_LISTED ENTRIES_

((

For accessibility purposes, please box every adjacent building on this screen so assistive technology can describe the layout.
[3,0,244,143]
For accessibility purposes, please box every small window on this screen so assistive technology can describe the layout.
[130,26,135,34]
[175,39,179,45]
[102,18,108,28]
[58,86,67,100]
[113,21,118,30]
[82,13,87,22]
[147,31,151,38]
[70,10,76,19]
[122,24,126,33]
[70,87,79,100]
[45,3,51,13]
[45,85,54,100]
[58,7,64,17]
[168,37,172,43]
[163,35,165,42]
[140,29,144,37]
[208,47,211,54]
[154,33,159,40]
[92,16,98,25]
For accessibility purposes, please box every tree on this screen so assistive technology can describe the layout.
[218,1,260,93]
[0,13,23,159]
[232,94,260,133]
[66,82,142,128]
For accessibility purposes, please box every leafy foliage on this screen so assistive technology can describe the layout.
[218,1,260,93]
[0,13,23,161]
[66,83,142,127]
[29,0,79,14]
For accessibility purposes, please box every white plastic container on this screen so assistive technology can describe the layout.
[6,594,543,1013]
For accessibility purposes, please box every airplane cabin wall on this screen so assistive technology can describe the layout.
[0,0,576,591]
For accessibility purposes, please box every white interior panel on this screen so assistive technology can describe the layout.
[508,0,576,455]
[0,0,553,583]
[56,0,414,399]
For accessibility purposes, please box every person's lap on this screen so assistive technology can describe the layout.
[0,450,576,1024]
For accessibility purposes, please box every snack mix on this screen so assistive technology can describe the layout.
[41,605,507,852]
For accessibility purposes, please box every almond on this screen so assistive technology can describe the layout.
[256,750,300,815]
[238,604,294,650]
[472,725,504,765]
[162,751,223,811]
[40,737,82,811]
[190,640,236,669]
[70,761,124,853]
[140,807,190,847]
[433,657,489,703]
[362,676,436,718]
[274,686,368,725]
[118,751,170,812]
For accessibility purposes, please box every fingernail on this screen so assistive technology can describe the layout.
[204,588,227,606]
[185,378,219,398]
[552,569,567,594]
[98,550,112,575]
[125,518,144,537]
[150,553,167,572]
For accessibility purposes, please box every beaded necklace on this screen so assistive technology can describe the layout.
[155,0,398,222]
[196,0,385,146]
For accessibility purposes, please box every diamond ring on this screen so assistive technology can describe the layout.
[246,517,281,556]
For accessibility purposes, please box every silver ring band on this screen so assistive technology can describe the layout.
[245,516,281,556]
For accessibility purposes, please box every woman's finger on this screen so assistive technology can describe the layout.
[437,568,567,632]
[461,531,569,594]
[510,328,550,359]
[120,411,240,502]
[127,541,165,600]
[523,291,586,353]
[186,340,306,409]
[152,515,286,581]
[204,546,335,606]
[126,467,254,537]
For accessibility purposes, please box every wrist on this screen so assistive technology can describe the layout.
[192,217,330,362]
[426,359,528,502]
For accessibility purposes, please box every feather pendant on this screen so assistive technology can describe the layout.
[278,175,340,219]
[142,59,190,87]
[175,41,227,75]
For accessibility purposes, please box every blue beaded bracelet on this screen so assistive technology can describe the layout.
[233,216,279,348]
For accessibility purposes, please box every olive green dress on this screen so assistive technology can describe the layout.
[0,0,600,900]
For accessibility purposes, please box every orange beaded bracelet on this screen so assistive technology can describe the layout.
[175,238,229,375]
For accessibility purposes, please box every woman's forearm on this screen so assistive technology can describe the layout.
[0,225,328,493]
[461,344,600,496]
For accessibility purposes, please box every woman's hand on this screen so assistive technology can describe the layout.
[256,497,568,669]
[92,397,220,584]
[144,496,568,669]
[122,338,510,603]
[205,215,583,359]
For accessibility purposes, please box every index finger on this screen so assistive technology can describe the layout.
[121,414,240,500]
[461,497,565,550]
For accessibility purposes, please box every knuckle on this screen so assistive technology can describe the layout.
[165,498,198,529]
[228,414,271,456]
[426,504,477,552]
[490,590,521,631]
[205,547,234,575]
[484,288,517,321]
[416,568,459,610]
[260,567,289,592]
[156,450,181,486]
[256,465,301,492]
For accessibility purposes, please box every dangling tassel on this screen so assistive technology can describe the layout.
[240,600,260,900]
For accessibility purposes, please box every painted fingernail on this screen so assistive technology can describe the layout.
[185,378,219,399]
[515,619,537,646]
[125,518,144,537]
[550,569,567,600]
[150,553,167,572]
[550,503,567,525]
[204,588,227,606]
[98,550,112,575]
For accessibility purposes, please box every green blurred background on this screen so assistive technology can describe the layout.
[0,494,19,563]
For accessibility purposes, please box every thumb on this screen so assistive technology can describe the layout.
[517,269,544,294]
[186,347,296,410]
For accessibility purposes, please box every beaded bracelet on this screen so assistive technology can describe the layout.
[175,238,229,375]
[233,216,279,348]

))

_TASK DESCRIPTION_
In every entry above, replace "assistive technology" with "screen readers" and leave everything else as it is.

_ANSWER FOR THIS EXERCISE_
For accessibility purposes, please box every adjacent building on this screen so screen readers can describe the layout.
[3,0,244,143]
For accessibility purposes, please box every small window on this screen so screen readers can describe the layout.
[130,26,135,34]
[175,39,179,45]
[102,18,108,28]
[58,86,67,100]
[113,21,118,30]
[82,13,87,22]
[147,31,151,38]
[70,10,76,19]
[122,24,126,33]
[70,87,79,100]
[45,3,51,13]
[45,85,54,100]
[58,7,64,17]
[168,37,172,43]
[163,35,165,42]
[140,29,144,37]
[208,47,211,54]
[154,33,159,40]
[92,16,98,25]
For accessibility purposes, please box every tree on this screen so screen readers can describe the layout.
[218,1,260,93]
[0,13,23,159]
[232,94,260,133]
[66,82,142,128]
For accessibility purposes, please box every leafy foliage on this screen so screen readers can describe the layout.
[218,1,260,93]
[0,13,23,161]
[66,83,142,127]
[29,0,79,14]
For accessibility purposes, please box every white plastic container on this screen so screen readers can describe the layout.
[6,594,543,1013]
For accessibility purposes, please box every airplane cabin wall on this screen so screen readers can describe the layout.
[0,0,576,591]
For accessibility purposes, please box every white interior panel on this screen so screen readers can describe the layout.
[508,0,576,455]
[0,0,553,583]
[56,0,414,399]
For accessibility purposes, please box every person's lap on this screen so screen readers can describe the layout.
[0,450,576,1024]
For accessibility purposes, please box every snack mix on this screen so screen readers can describe the layout.
[41,605,507,852]
For accessibility purposes, please box every almond on this screen so screen readers can describe the layout.
[256,750,300,815]
[238,604,294,650]
[472,725,504,765]
[162,751,223,811]
[40,737,82,811]
[190,640,236,669]
[70,761,124,853]
[140,807,190,847]
[433,657,489,703]
[362,676,436,718]
[274,686,368,725]
[118,751,170,812]
For accessibility purposes, please box every fingernail on this screen so screen readers can describe the layout.
[204,588,227,606]
[185,378,219,398]
[552,569,567,594]
[98,550,112,575]
[125,518,144,537]
[150,553,167,572]
For accessibility purposes, please box every beaded necklace on this screen so screen readers can describe the layout.
[155,0,398,222]
[196,0,385,146]
For accessibility purposes, please box every diamond ring on this screen so screen readers can describe the layout.
[246,517,281,556]
For accessibility purposes, please box every silver ring band on this screen so screen readers can describe the layout.
[245,516,281,556]
For accessibility purposes, please box every woman's finger on this screen so screen readers can describe the layout.
[437,568,567,632]
[461,531,569,594]
[510,328,550,359]
[120,411,240,502]
[127,541,165,600]
[523,291,586,353]
[186,340,306,409]
[152,515,286,581]
[204,546,335,606]
[126,467,254,537]
For accessibility purposes, please box every wrist on this screen so screen readers can describe the layout.
[192,217,330,362]
[426,359,528,502]
For accessibility purposes, please box every feather pendant on this screen so screen readers can describe the layout.
[278,175,340,219]
[142,59,190,87]
[175,41,227,75]
For accessibility purposes, please box every blue beaded bracelet on this screen so screen readers can describe the layout.
[233,216,279,348]
For accessibility purposes, please box every olive green dress on this screen so screen readers can describe the layout.
[0,0,600,900]
For accessibility purposes, please box every orange beaded bracelet on this screen so screen readers can describe the layout.
[175,238,229,375]
For accessibility purposes, please box every woman's forearm on this screen so screen readers can describe the layout.
[0,225,328,493]
[461,344,600,496]
For accessibility purposes, please box every woman's hand on this screen so screen readers can describe the layout.
[256,497,568,669]
[92,397,220,584]
[144,496,568,669]
[122,338,510,603]
[205,215,583,359]
For accessibility purposes, please box every index finger on this screen so screen readers can describe the layout.
[121,414,240,500]
[461,497,565,550]
For accessibility purposes, please box every knuckle on this screen so screen readers can describe the layout.
[165,498,198,529]
[228,414,271,456]
[426,504,477,552]
[490,590,521,631]
[205,547,234,575]
[484,288,517,321]
[416,568,459,610]
[260,567,289,592]
[156,450,181,486]
[256,465,301,492]
For accessibility purposes, please box every dangling tassel on this screen so screen readers can describe the layout.
[240,600,260,900]
For accessibility purposes, please box every painted fingernail on this screen so screen readers can describe the layout.
[185,378,219,399]
[515,619,537,646]
[125,518,144,537]
[550,569,567,600]
[150,553,167,572]
[550,503,567,525]
[204,588,227,606]
[98,550,112,575]
For accessibility purposes, please box every green blurred background on this screen so screen readers can describe the layout.
[0,494,19,563]
For accessibility purposes, please box every thumb on this screen so screen readers can describe the layout.
[517,269,544,294]
[186,347,296,410]
For accessibility purposes, please box every beaded bracelet on this screen so screen readers can describe the layout.
[175,238,229,375]
[233,216,279,348]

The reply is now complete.